START SOURCE DOCUMENT
The Steele dossier was now driving the Obama administration’s scrutiny of Trump’s people as well as media coverage of the campaign. Steele, the BBC reported, “flew to Rome in August to talk to the FBI. Then in early October, he came to the US and was extensively debriefed by them, over a week. He gave the FBI the names of some of his informants, the so-called ‘key’ to the dossier.” The FBI went to the Foreign Intelligence Surveillance Act (FISA) court and obtained an order to “monitor the communications” of Carter Page, as “part of an investigation into possible links between Russia and the campaign.”

According to the Guardian, the FISA court turned down its first application (an unusual event, if true), asking the agency to narrow its focus. Eventually, the FBI managed to convince the court that “there was probable cause to believe Page was acting as an agent of a foreign power.” What was the basis of this probable cause? CNN reported that the FBI based its application on the claims made in the Steele dossier. That’s very serious business. If the FBI was presenting the FISA court unverified material from the dossier as if it were verified then it was clearly deceiving the court in order to obtain a politically-motivated warrant.

By September 2016, U.S. media were reporting that Carter Page had become a person of interests for the U.S. government: “U.S. intelligence officials are seeking to determine whether an American businessman identified by Donald Trump as one of his foreign policy advisers has opened up private communications with senior Russian officials—including talks about the possible lifting of economic sanctions if the Republican nominee becomes president.” Words straight from the dossier. The same media report had “U.S. intelligence agencies” receiving reports that Page met one Igor Diveykin, who “serves as deputy chief for internal policy and is believed by U.S. officials to have responsibility for intelligence collected by Russian agencies about the U.S. election.” This too is almost verbatim from Steele’s July 19 memo.

The U.S. government has actually made very little pretense that it didn’t make use of the dossier. FBI Director James Comey admitted to Congress that the dossier had been “one of the sources of information the bureau has used to bolster its investigation.” Then, on Jan. 11, 2017, following Director of National Intelligence James Clapper’s meeting with Trump during which he and Comey presented the president-elect a summary of the dossier, Clapper issued a strange statement: The intelligence community “has not made any judgment that the information in this document is reliable, and we did not rely upon it in any way for our conclusions. However, part of our obligation is to ensure that policymakers are provided with the fullest possible picture of any matters that might affect national security.” This was a classic non-denial denial. That he and his friends did not “rely” on the dossier doesn’t mean that they didn’t make full use of it.
END SOURCE DOCUMENT
Answer these questions from the Steele dossier excerpt:
1. To which city did Steele fly in August to talk to the FBI?
2. Whose communications did the FBI obtain a FISA court order to monitor?
3. On what date did James Clapper issue his statement about the dossier?
The entries have no connection to the Steele dossier excerpt.
START STORED RECORDS
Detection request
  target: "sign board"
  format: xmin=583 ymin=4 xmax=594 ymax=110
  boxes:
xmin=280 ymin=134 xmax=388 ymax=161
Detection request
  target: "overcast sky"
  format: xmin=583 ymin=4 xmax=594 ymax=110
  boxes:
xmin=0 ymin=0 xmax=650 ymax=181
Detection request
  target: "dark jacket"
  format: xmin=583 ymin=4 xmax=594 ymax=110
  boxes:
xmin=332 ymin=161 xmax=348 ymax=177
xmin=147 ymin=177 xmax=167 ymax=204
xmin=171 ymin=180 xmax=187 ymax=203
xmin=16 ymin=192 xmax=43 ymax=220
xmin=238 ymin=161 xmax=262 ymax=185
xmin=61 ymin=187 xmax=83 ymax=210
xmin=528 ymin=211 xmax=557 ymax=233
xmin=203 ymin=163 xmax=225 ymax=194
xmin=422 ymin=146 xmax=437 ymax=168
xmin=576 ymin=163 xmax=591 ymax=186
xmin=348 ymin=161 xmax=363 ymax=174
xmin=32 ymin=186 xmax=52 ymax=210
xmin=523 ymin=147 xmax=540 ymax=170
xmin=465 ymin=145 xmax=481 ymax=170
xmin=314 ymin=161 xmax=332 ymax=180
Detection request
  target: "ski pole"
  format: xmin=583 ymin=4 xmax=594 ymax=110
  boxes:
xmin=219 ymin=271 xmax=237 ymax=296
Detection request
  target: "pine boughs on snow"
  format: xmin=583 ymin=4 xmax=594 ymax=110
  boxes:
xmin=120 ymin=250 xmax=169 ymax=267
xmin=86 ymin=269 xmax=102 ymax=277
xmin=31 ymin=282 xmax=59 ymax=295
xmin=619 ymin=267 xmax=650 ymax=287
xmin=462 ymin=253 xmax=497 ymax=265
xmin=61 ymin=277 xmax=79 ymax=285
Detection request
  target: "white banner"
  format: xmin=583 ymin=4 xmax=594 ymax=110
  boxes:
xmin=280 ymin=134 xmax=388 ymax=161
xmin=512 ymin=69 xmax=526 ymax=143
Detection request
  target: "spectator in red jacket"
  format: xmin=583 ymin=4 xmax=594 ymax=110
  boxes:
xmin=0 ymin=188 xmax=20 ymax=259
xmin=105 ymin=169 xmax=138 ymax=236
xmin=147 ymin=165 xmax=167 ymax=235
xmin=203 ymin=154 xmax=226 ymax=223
END STORED RECORDS
### RESPONSE BELOW
1. Rome
2. Carter Page's
3. Jan. 11, 2017